▶ [WHAT THE TASK ASKS] Change "minivan's" to "car's" in the material and write it out again, leaving everything else the same.

++++ DATA TO PROCESS ++++

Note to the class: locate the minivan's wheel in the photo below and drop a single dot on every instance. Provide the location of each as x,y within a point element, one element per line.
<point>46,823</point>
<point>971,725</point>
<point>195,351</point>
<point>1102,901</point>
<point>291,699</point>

++++

▶ [WRITTEN RESPONSE]
Note to the class: locate the car's wheel in the photo below and drop a single dot on every instance. Provide the location of each as x,y within a point element, one element per line.
<point>46,823</point>
<point>971,725</point>
<point>195,351</point>
<point>1102,901</point>
<point>291,699</point>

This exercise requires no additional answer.